原文段落:
_____

2020年初,一场突如其来的新冠疫情在世界范围内流行,至今已造成了1.5亿以上的人感染,310万以上的人死亡。在这次抗击新冠疫情的战斗中,我国人民在党中央的正确领导下,发挥自身的体制优势、文化优势,全民一心,团结奋战,率先控制了疫情,取得了抗疫斗争的决定性胜利,并为世界范围内的抗疫斗争做出了巨大贡献。在这次战胜疫病的斗争中,中医药发挥了重要的作用,可以说,中西医结合,中医药早期介入,全程参与,是我国取得抗疫胜利的重要法宝之一,而中医药抗疫成就的取得,《伤寒论》则又是功不可没。
《伤寒论》对本次抗疫的贡献主要表现在三个方面:一是书中确立的诊治原则指导中医药治疗第一时间介入到抗疫的斗争之中,为抗疫提供了有效的中医药治疗方药。本次疫情,发病突然,西医学对其病原体知之甚少,直至今日,仍缺乏有效的治疗方药,因此,给抗疫带来了极大的困难。中医药理论则据《伤寒论》所确定的““辨症求因,审因论证,因证立法,依法选方”的诊疗原则,指导中医药工作者第一时间根据病人临床表现,确立了其“湿邪为主,可兼夹不同邪气为患”的病因学诊断,并根据中医药理论,确证了治疗方法与备选方药,使中医药第一时间参与到抗疫的斗争之中,为抗疫斗争的胜利提供了有效的中医药治疗手段。二是其“辨证论治”的原则指导了各地抗疫方案的制定并发挥出独特的疗效。由于各省市所处的地域有南北东西之不同,各地的气候条件也有寒热燥湿的差异,故各地的疫情也有其不同的特点,按照中医“三因制宜”的原则,其治疗的方法也应不尽相同。此次抗疫,各地的治疗方案虽大法相同,而具体的治疗方药却有着一定的区别,而这些差异之处,也正是中医药在各地抗疫中均取得佳效的关键之处。这些不同方案的制定,均是各地的中医药专家在《伤寒论》“三因制宜"原则指导下而形成的。三是其所载的经方在抗击新冠的斗争中取得了卓越的疗效。本次抗疫,《伤寒论》中所载的经方,为中医药治疗新冠肺炎提供了有效的备选方剂,全国乃至各省市自治区抗疫方案中所使用的方剂,大多数是基于经方化裁而成。以在本次抗疫中得到大家广为赞誉的清肺排毒汤、化湿败毒方、宣肺败毒方为例,此三方均是在《伤寒论》所载经方的基础上化裁而成。如“清肺排毒汤”即是由《伤寒杂病论》中的麻杏石甘汤、五苓散、小柴胡汤、射干麻黄汤等四首经方为主化裁而来。在2020年1月,国家中医药管理局即基于临床急用、实用和效用为导向,紧急启动了中医药防治新冠肺炎的防治项目,首先在山西、河北、陕西、黑龙江四个省进行了该方治疗新冠肺炎的临床紧急观察。第一批观察了不同年龄段的214例新冠病人,初步观察发现有效率在90%以上。后又在10个省市的66个定点单位开展临床观察。截至2020年4月,在收治的患者1262例中,已经有1253例治愈出院,占99.28%。这1262例病例中,未发生轻症转为重型、普通型转为危重型的情况,阻断了病情向危重方面发展。其后,清肺排毒汤纳入新型冠状病毒肺炎防控方案第六版、第七版中,并在全国28个省市广泛使用,收到了很好的疗效,成为了防治新冠肺炎的重要手段。

_____

[存储条目]

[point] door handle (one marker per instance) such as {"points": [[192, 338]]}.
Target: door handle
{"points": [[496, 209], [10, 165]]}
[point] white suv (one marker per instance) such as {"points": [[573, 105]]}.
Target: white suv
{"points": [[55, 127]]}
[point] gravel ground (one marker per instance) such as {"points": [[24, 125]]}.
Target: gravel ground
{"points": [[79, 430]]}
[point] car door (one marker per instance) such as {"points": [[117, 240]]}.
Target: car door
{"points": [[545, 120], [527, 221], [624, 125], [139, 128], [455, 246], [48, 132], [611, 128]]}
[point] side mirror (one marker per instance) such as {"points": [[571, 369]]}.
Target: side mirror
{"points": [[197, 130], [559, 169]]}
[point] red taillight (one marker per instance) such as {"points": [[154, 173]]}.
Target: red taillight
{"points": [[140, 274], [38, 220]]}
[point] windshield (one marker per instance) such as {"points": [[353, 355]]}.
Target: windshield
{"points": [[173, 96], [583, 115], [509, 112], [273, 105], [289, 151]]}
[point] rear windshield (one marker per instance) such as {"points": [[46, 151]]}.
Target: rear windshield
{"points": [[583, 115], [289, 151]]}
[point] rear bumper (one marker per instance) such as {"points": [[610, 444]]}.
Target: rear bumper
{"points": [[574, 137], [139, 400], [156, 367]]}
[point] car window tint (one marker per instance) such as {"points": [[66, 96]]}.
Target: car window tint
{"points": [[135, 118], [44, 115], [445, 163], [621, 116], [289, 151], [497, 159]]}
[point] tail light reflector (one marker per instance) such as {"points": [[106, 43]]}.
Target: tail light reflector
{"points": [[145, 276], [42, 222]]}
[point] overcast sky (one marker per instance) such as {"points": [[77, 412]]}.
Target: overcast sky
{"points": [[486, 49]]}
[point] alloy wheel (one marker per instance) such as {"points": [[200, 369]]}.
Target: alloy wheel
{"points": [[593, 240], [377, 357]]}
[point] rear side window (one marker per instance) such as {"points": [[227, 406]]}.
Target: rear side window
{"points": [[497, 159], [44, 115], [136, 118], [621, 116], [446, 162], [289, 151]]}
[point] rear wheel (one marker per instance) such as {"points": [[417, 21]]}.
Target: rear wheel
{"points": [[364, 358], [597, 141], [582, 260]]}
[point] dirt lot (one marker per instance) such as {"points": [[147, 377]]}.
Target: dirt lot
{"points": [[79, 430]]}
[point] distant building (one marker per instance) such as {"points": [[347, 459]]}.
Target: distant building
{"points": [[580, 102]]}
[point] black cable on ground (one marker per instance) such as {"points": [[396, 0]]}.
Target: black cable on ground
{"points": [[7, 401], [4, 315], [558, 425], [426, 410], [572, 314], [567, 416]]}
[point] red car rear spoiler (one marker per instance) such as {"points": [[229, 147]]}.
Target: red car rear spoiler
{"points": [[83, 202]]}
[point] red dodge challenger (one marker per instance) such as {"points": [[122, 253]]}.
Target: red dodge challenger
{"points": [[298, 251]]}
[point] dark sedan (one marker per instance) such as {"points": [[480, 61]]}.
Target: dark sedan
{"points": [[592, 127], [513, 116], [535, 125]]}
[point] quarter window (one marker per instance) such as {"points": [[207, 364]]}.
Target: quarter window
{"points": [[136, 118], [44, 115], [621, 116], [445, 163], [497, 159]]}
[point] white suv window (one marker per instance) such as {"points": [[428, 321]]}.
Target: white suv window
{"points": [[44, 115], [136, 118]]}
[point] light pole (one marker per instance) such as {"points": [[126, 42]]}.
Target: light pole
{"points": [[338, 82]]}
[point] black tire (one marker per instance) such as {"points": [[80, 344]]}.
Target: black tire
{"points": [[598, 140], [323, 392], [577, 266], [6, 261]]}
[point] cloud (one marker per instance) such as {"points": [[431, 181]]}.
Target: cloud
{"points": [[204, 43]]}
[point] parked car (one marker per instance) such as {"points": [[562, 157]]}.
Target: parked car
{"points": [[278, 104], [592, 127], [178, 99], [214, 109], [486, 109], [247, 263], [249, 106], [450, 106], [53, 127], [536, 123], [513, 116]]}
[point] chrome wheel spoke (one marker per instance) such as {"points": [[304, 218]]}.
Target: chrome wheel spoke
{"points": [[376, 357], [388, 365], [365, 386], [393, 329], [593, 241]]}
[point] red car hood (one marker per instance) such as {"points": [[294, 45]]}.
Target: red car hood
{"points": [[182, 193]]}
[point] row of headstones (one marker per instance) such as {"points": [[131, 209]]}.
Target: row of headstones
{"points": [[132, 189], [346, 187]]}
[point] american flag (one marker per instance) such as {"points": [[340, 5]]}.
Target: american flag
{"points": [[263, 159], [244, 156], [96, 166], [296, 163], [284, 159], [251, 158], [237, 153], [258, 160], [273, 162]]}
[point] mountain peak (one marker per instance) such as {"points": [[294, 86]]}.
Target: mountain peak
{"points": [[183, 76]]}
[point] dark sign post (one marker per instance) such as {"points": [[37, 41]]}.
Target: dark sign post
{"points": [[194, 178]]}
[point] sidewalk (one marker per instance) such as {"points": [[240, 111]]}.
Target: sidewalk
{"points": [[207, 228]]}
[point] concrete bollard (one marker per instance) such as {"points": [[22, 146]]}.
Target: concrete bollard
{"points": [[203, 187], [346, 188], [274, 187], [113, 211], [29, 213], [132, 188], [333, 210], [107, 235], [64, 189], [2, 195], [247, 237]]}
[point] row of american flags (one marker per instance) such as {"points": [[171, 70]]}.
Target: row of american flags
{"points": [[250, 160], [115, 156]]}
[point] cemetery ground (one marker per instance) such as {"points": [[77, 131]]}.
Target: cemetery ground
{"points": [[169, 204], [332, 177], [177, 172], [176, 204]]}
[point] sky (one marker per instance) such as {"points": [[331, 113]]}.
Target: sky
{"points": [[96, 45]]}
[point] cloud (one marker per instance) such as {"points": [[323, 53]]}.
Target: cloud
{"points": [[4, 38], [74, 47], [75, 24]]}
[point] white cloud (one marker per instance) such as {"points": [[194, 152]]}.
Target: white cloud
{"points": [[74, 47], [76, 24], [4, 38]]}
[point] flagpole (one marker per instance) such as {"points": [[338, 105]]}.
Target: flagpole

_____

练习任务:
**a.** 关于《伤寒论》抗疫贡献的文段中说，“清肺排毒汤”以哪几首经方为主化裁而来？列出全部方名。
**b.** 请把关于《伤寒论》抗疫贡献的文段中的一部分原样抄录下来：从“2020年初,一场突如其来的”开始，一直到“疫成就的取得,《伤寒论》则又是功不可没。”为止。
**c.** 从关于《伤寒论》抗疫贡献的文段最后一句之后接着续写。

参考答案:
**a.** 麻杏石甘汤、五苓散、小柴胡汤、射干麻黄汤

**b.**
2020年初,一场突如其来的新冠疫情在世界范围内流行,至今已造成了1.5亿以上的人感染,310万以上的人死亡。在这次抗击新冠疫情的战斗中,我国人民在党中央的正确领导下,发挥自身的体制优势、文化优势,全民一心,团结奋战,率先控制了疫情,取得了抗疫斗争的决定性胜利,并为世界范围内的抗疫斗争做出了巨大贡献。在这次战胜疫病的斗争中,中医药发挥了重要的作用,可以说,中西医结合,中医药早期介入,全程参与,是我国取得抗疫胜利的重要法宝之一,而中医药抗疫成就的取得,《伤寒论》则又是功不可没。

**c.**
中国人民伟大的抗疫斗争的实践表明,作为中医经典著作的《伤寒论》虽然成书于1800年前,但其所蕴含的辨证论治的原则、临床诊疗的范式,以及具体的治疗方药,在当今的医疗领域,仍然具有十分重要的理论指导价值与临床实用价值,它是我们抵御未知疾病的依仗,是我们探索生命规律的指引。而《伤寒论》在抗疫斗争中的重要影响也昭示我们:作为中国传统医学的中坚,作为中国优秀传统文化的重要组成部分,《伤寒论》必将历久弥新,在未来的人类防治疾病、养生保健工作中发挥更加重要的作用。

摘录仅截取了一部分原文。